About this task:
For this exercise, print all of the entries exactly as given.

Exercise input:
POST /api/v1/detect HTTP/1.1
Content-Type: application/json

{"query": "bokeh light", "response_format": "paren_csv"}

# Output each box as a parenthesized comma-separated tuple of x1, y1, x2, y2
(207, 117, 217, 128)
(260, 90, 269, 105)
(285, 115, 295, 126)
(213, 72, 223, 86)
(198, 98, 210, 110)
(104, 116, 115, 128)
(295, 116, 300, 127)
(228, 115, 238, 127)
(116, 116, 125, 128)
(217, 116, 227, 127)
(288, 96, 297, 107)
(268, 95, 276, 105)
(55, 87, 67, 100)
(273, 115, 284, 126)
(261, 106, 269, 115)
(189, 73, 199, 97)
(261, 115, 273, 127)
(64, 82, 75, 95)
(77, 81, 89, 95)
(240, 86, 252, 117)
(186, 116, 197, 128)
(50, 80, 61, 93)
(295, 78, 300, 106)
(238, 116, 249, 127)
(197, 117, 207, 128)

Written reply:
POST /api/v1/detect HTTP/1.1
Content-Type: application/json

{"query": "bokeh light", "response_format": "paren_csv"}

# Output each box as a parenthesized comma-separated tuple of x1, y1, x2, y2
(207, 117, 217, 128)
(260, 90, 269, 105)
(285, 115, 295, 126)
(213, 72, 223, 86)
(198, 98, 210, 110)
(104, 116, 115, 128)
(295, 116, 300, 127)
(228, 115, 238, 127)
(116, 116, 125, 128)
(217, 116, 227, 127)
(288, 96, 297, 107)
(268, 95, 276, 105)
(55, 87, 67, 100)
(273, 115, 284, 126)
(261, 106, 269, 115)
(189, 73, 199, 97)
(261, 115, 273, 127)
(64, 82, 75, 95)
(77, 81, 89, 95)
(240, 86, 252, 117)
(186, 116, 197, 128)
(50, 80, 61, 93)
(295, 78, 300, 106)
(238, 116, 249, 127)
(197, 117, 207, 128)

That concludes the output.